*The exercise*:
Which lines in the items below contain the string "each"? Identify them and copy every one in full.

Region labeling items
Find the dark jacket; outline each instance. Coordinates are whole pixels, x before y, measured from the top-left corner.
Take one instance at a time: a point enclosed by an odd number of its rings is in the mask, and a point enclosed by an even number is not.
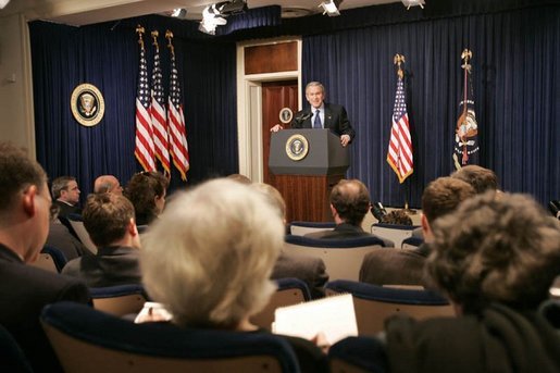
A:
[[[0,324],[15,338],[36,372],[62,371],[39,315],[61,300],[90,303],[86,285],[72,277],[26,265],[0,244]]]

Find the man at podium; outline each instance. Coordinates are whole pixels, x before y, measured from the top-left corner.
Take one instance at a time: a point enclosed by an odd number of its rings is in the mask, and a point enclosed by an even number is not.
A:
[[[298,111],[291,120],[291,128],[328,128],[340,137],[340,144],[346,147],[356,136],[346,109],[340,104],[324,101],[325,87],[319,82],[311,82],[306,86],[306,99],[310,108]],[[284,129],[279,124],[271,132]]]

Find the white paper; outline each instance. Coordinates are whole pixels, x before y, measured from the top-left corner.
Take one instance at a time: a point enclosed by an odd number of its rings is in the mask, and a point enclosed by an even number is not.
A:
[[[274,312],[273,333],[312,339],[320,332],[329,345],[358,335],[350,294],[282,307]]]

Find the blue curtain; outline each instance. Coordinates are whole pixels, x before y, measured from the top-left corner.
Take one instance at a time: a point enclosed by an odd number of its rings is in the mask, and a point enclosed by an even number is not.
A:
[[[357,129],[350,177],[372,198],[419,207],[424,186],[453,170],[460,54],[473,52],[481,165],[505,190],[542,202],[560,195],[560,8],[542,7],[420,20],[303,39],[303,82],[321,80]],[[414,173],[405,184],[386,162],[396,90],[395,53],[405,54]]]
[[[169,51],[163,36],[170,25],[177,23],[158,20],[79,28],[29,24],[37,157],[51,178],[76,176],[83,198],[91,191],[98,175],[114,174],[125,184],[140,171],[134,157],[138,75],[135,25],[139,22],[146,27],[149,75],[153,59],[149,33],[160,32],[167,92]],[[185,30],[175,34],[181,36]],[[189,183],[237,172],[235,43],[176,37],[174,46],[190,153]],[[71,112],[72,91],[83,83],[95,85],[104,97],[105,114],[95,127],[82,126]],[[172,189],[185,185],[174,170]]]
[[[190,153],[189,182],[238,171],[236,46],[251,38],[302,35],[303,82],[321,80],[327,100],[346,105],[357,129],[348,175],[364,181],[372,198],[420,206],[424,186],[452,171],[453,130],[462,94],[460,53],[473,51],[481,165],[501,186],[545,203],[560,195],[560,7],[558,0],[431,0],[425,10],[400,3],[283,20],[277,9],[232,16],[223,36],[198,23],[162,16],[85,27],[30,23],[37,154],[50,177],[78,177],[86,195],[94,178],[111,173],[125,183],[134,158],[138,45],[135,27],[160,32],[164,82],[171,29],[184,94]],[[276,20],[276,21],[275,21]],[[248,29],[239,29],[245,24]],[[269,25],[261,27],[263,25]],[[259,26],[259,27],[257,27]],[[242,28],[242,27],[241,27]],[[153,50],[146,38],[149,70]],[[386,162],[396,90],[395,53],[405,54],[414,173],[400,185]],[[70,96],[96,85],[105,116],[91,128],[72,117]],[[165,91],[167,87],[165,86]]]

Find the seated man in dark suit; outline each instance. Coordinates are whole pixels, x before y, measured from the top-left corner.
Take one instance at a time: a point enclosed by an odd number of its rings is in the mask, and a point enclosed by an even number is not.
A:
[[[51,203],[41,166],[22,149],[0,142],[0,324],[37,372],[62,370],[39,324],[42,308],[60,300],[90,301],[83,282],[26,265],[47,239]]]
[[[496,176],[496,173],[476,164],[465,165],[449,176],[468,183],[474,188],[477,195],[487,190],[499,190],[498,176]],[[423,238],[422,229],[414,229],[412,237]]]
[[[341,179],[331,191],[331,212],[336,226],[332,231],[308,233],[306,237],[337,239],[375,236],[362,229],[362,221],[370,211],[370,191],[359,179]],[[395,246],[391,240],[378,237],[385,246]]]
[[[424,244],[414,250],[376,249],[363,258],[360,281],[374,285],[423,285],[424,263],[430,254],[431,224],[475,195],[472,186],[460,179],[439,177],[430,183],[422,195],[421,225]]]
[[[266,197],[266,200],[277,208],[279,216],[286,223],[286,202],[279,191],[269,184],[251,184],[251,188],[258,190]],[[304,282],[311,293],[312,298],[325,296],[324,286],[328,281],[325,263],[320,258],[307,256],[291,256],[281,251],[276,263],[272,270],[271,278],[295,277]]]
[[[78,206],[80,191],[75,177],[57,177],[52,181],[51,191],[54,204],[60,209],[59,216],[66,217],[72,213],[82,213],[82,209]]]
[[[89,287],[140,284],[140,239],[130,201],[111,192],[89,195],[82,215],[97,254],[71,260],[62,273]]]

*Reply to the task*:
Find the dark jacket; outline each instance. Coordinates are whole pixels, x before y, measured from the top-left corner.
Find the man at podium; outline each instance. Coordinates are whole pixels, x before y, measured from the top-left corner.
Find the white paper; outline each instance. Coordinates are whole pixels, x before y, measured from the top-left corner.
Find the blue curtain; outline each instance. Coordinates are whole pixels, x before y, measured from the top-left corner.
Find the seated man in dark suit; outline each instance. Coordinates are whole pixels, x before y, measured from the top-left corner.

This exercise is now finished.